**WHAT YOU HAVE TO DO**
Set down each entry exactly as given; pictures should not appear in the copy.

Coordinate annotation records
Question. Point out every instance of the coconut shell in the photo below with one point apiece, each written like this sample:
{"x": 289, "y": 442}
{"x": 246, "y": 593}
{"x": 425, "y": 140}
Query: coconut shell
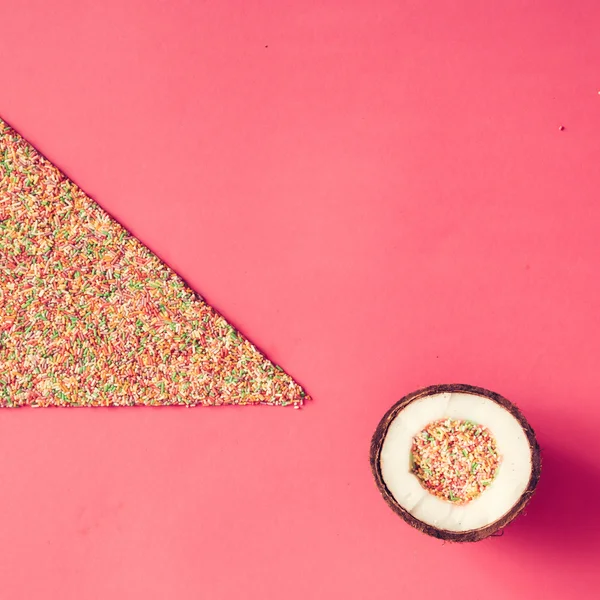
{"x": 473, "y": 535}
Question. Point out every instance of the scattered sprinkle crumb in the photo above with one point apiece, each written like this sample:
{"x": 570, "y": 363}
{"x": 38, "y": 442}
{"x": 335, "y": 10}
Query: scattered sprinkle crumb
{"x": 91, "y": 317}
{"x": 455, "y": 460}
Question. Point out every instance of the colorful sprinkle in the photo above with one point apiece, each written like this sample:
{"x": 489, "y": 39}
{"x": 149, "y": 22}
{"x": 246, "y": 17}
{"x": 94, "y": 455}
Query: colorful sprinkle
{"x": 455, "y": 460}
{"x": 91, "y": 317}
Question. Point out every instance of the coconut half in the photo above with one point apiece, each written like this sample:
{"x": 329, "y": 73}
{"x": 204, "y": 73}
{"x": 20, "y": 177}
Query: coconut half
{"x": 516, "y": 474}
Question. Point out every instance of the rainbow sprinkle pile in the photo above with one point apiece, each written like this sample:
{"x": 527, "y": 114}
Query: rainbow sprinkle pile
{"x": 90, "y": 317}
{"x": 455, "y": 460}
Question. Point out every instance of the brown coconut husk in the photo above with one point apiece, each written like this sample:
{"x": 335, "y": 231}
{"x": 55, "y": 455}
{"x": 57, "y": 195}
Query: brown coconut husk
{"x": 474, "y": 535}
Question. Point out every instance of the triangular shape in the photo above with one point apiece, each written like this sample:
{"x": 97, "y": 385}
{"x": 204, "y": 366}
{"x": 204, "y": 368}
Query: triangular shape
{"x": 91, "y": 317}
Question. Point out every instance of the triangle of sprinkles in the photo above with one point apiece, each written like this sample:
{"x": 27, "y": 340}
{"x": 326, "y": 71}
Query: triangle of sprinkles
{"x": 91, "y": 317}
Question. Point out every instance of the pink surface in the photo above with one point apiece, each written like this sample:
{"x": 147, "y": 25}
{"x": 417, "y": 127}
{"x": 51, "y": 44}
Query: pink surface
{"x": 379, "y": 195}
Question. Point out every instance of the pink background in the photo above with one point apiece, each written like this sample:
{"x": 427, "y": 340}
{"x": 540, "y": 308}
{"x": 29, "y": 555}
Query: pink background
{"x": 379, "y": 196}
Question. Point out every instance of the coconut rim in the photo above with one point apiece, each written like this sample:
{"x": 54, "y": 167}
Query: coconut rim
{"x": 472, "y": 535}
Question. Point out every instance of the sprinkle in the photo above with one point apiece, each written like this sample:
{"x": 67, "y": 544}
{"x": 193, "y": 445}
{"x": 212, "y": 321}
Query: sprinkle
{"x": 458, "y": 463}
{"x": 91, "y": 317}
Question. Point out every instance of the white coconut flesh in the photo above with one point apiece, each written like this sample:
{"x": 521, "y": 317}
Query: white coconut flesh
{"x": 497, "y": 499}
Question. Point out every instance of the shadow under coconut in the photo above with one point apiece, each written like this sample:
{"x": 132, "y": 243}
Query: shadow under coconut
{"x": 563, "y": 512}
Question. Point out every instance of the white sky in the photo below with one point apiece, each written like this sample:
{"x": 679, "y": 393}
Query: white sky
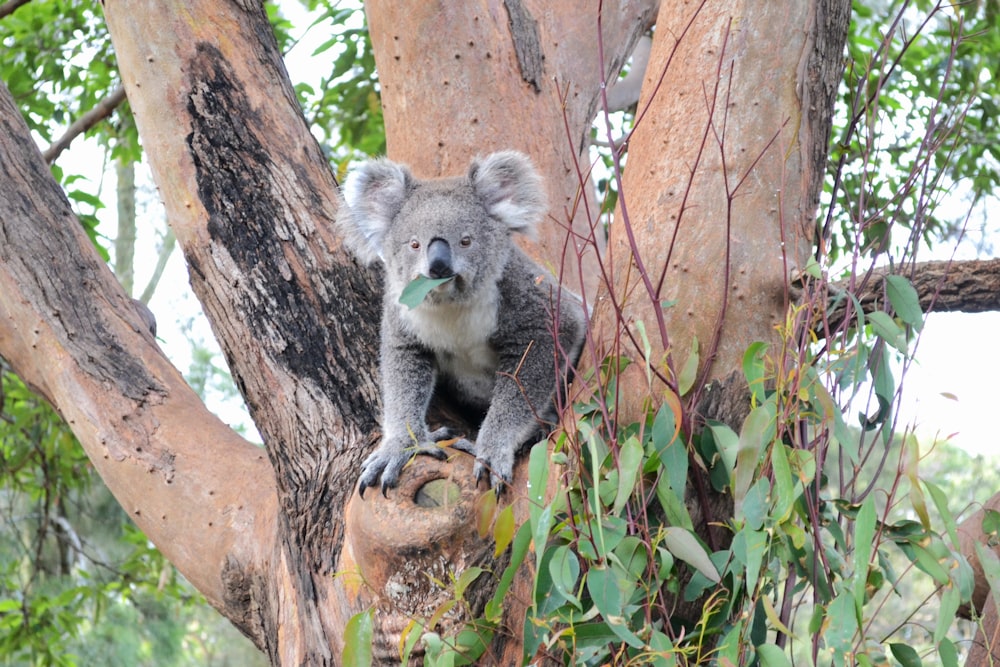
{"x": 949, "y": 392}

**TASK ANSWER**
Question. Point out every instance of the coconut shell in the photo below with one point apiece, each written like this sample:
{"x": 289, "y": 442}
{"x": 246, "y": 593}
{"x": 425, "y": 140}
Query: coconut shell
{"x": 473, "y": 535}
Question. Point out every instance of the scattered sprinkle crumb in the photo above with one point apiece, each written like this sample:
{"x": 570, "y": 363}
{"x": 38, "y": 442}
{"x": 335, "y": 10}
Query: scattered sprinkle crumb
{"x": 91, "y": 317}
{"x": 455, "y": 460}
Question. Point out every instance of the colorful sprinkle in the photo above with one point apiece, each written like this sample:
{"x": 489, "y": 39}
{"x": 149, "y": 22}
{"x": 246, "y": 17}
{"x": 94, "y": 455}
Query: colorful sprinkle
{"x": 455, "y": 460}
{"x": 91, "y": 317}
Question. Point out every instance of the coconut half in the photo above with one point apiece, each written like this sample:
{"x": 329, "y": 73}
{"x": 204, "y": 73}
{"x": 20, "y": 177}
Query: coconut half
{"x": 516, "y": 474}
Question. Point out every instance of the rainbow sprinkle pile in the photo above with one point apiece, each written like this sample:
{"x": 527, "y": 114}
Query: rainbow sprinkle pile
{"x": 90, "y": 317}
{"x": 455, "y": 460}
Question. Point out every instance of the brown coconut husk in the photo above with one point apiece, each written like this sample:
{"x": 335, "y": 231}
{"x": 55, "y": 455}
{"x": 57, "y": 195}
Query: brown coconut husk
{"x": 474, "y": 535}
Question. Point out every instance of the triangular shape in the photo above with one point apiece, each written like this sample:
{"x": 97, "y": 385}
{"x": 204, "y": 366}
{"x": 204, "y": 368}
Query: triangular shape
{"x": 91, "y": 317}
Question. Point out every instance of the triangle of sprinkles in the photo above with one point apiece, each written like this sample:
{"x": 27, "y": 340}
{"x": 326, "y": 71}
Query: triangle of sprinkles
{"x": 91, "y": 317}
Question. Point out every instance of the pink surface in the photo above with one point apiece, each written like this sample:
{"x": 147, "y": 25}
{"x": 417, "y": 127}
{"x": 51, "y": 44}
Query: pink surface
{"x": 379, "y": 195}
Question. Point out every instance of the pink background in the photo above with one point apiece, each written like this sample:
{"x": 427, "y": 340}
{"x": 540, "y": 308}
{"x": 29, "y": 555}
Query: pink background
{"x": 379, "y": 196}
Question. Point out every instance of the coconut rim in the photo above with one point apiece, each written like this sample:
{"x": 54, "y": 167}
Query: coconut rim
{"x": 472, "y": 535}
Question. Point out every instance of the sprinkle in the photo above with one point apiece, each written like this sample:
{"x": 67, "y": 544}
{"x": 193, "y": 445}
{"x": 212, "y": 321}
Query: sprinkle
{"x": 458, "y": 463}
{"x": 91, "y": 317}
Question. Point out every instance of the white coconut flesh in the photo above with one point apiece, each written like this sample:
{"x": 521, "y": 317}
Query: white coconut flesh
{"x": 497, "y": 499}
Question. Point out every instance of the shadow under coconut in the photo above with one point apiece, each written like this sample:
{"x": 132, "y": 243}
Query: shadow under coconut
{"x": 563, "y": 512}
Question. Point out every instance of the white sky in the photo below with one point apiece, each written like this sample:
{"x": 679, "y": 393}
Query: white sky
{"x": 949, "y": 392}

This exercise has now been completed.